= Position annotation records =
^^^^

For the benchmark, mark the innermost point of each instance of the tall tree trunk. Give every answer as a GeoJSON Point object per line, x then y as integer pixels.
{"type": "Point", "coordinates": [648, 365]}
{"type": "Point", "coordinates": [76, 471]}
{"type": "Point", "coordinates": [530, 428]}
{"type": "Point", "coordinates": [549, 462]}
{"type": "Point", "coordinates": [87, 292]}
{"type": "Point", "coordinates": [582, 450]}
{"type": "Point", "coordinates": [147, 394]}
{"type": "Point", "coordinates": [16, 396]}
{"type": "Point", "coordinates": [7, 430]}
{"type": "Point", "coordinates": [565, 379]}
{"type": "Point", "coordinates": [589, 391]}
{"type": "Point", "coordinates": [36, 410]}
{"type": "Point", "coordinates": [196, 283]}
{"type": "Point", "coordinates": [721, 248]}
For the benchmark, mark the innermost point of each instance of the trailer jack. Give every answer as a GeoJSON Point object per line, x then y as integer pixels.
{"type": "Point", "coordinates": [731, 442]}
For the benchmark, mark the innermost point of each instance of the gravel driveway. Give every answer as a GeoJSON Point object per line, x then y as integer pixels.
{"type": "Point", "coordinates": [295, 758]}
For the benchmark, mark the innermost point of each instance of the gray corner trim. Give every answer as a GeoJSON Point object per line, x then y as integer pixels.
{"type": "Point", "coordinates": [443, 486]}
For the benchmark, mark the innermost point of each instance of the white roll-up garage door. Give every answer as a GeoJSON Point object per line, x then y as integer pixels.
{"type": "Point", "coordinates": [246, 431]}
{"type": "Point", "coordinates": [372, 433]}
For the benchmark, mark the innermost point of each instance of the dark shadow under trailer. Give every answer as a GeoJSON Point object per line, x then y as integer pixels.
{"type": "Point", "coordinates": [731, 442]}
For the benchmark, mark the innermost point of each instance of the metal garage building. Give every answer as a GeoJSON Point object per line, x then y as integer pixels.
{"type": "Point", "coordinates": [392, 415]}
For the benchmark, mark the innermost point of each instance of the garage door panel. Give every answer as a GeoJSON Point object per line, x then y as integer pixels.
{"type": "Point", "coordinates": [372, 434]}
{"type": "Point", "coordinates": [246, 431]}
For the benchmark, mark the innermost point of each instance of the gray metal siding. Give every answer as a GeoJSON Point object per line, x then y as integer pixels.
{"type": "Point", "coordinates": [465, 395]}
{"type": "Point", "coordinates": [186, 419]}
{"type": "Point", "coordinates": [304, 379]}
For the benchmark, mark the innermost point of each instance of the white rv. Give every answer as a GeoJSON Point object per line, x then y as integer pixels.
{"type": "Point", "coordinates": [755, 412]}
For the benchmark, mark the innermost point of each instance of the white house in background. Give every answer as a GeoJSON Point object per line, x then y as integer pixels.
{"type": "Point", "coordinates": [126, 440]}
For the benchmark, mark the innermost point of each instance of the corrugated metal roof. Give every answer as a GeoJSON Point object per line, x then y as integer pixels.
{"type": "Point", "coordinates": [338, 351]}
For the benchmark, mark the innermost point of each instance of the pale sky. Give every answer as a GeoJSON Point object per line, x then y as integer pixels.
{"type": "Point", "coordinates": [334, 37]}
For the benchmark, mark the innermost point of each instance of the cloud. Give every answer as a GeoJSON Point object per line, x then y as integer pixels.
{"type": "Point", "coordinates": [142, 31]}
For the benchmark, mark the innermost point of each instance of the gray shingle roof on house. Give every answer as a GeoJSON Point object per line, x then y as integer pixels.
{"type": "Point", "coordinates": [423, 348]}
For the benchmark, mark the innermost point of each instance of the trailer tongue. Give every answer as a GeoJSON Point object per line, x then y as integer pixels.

^^^^

= What is expected =
Word for word, extract all the records.

= Correct response =
For the benchmark, mark the innermost point of each instance of the tall tree trunk. Give every answer as a GeoJSON Point object per line, x then y as integer pixels.
{"type": "Point", "coordinates": [648, 365]}
{"type": "Point", "coordinates": [76, 471]}
{"type": "Point", "coordinates": [530, 428]}
{"type": "Point", "coordinates": [549, 462]}
{"type": "Point", "coordinates": [87, 292]}
{"type": "Point", "coordinates": [582, 450]}
{"type": "Point", "coordinates": [147, 394]}
{"type": "Point", "coordinates": [16, 396]}
{"type": "Point", "coordinates": [7, 430]}
{"type": "Point", "coordinates": [565, 379]}
{"type": "Point", "coordinates": [589, 391]}
{"type": "Point", "coordinates": [36, 410]}
{"type": "Point", "coordinates": [196, 283]}
{"type": "Point", "coordinates": [721, 248]}
For the benchmark, mark the innermost point of each instance of the trailer jack. Give every answer as a GeoJSON Point object per line, x then y as integer pixels.
{"type": "Point", "coordinates": [731, 442]}
For the benchmark, mark the innermost point of each instance of the gravel driveway. Give every answer as a GeoJSON Point object per line, x then y as integer pixels.
{"type": "Point", "coordinates": [295, 758]}
For the benchmark, mark the innermost point of each instance of the gray corner trim. Give every answer as a GeoJSON Point object per line, x then y as integer pixels.
{"type": "Point", "coordinates": [443, 486]}
For the benchmark, mark the innermost point of each instance of the white roll-up garage door. Give every answer as a GeoJSON Point object per line, x then y as integer pixels.
{"type": "Point", "coordinates": [246, 431]}
{"type": "Point", "coordinates": [372, 433]}
For the benchmark, mark the innermost point of each instance of the dark shadow under trailer. Give every answer as a GeoJSON Point object per line, x then y as integer pixels.
{"type": "Point", "coordinates": [731, 442]}
For the benchmark, mark the innermost point of each instance of the metal garage building. Give every answer as a GeoJSON Point object per line, x then y as integer pixels.
{"type": "Point", "coordinates": [392, 415]}
For the benchmark, mark the innermost point of each instance of the garage door panel. Give every answer as a GeoJSON Point object per line, x then y as integer pixels.
{"type": "Point", "coordinates": [372, 434]}
{"type": "Point", "coordinates": [246, 431]}
For the benchmark, mark the innermost point of each instance of the gray metal siding. Give every answer as a GeoJSON Point object per line, x then y as integer pixels.
{"type": "Point", "coordinates": [465, 395]}
{"type": "Point", "coordinates": [186, 419]}
{"type": "Point", "coordinates": [304, 379]}
For the benchmark, mark the innermost point of each instance of the white rv. Give every answer as a GeoJSON Point object per line, x then y as integer pixels.
{"type": "Point", "coordinates": [755, 412]}
For the benchmark, mark the innermost point of each instance of the white house in background. Give every answer as a GeoJSON Point object per line, x then y as integer pixels.
{"type": "Point", "coordinates": [126, 440]}
For the benchmark, mark the innermost point of each instance of the corrugated metal roof. Give every answer as a GeoJSON Point object per line, x then y as integer pixels.
{"type": "Point", "coordinates": [338, 351]}
For the benchmark, mark the innermost point of each instance of the pale sky. Give every answer as a GeoJSON Point object per line, x then y as integer pixels.
{"type": "Point", "coordinates": [334, 37]}
For the benchmark, mark the innermost point of each instance of the cloud. Give every answer as a GeoJSON Point object per line, x then y as integer pixels.
{"type": "Point", "coordinates": [142, 31]}
For the benchmark, mark the innermost point of each instance of the gray shingle roof on house. Give every answer as a GeoJSON Point object per line, x then y as integer pixels.
{"type": "Point", "coordinates": [423, 348]}
For the benchmark, mark the innermost point of each instance of the trailer tongue. Give every answer as a GeoJSON Point object per line, x then y as integer pixels.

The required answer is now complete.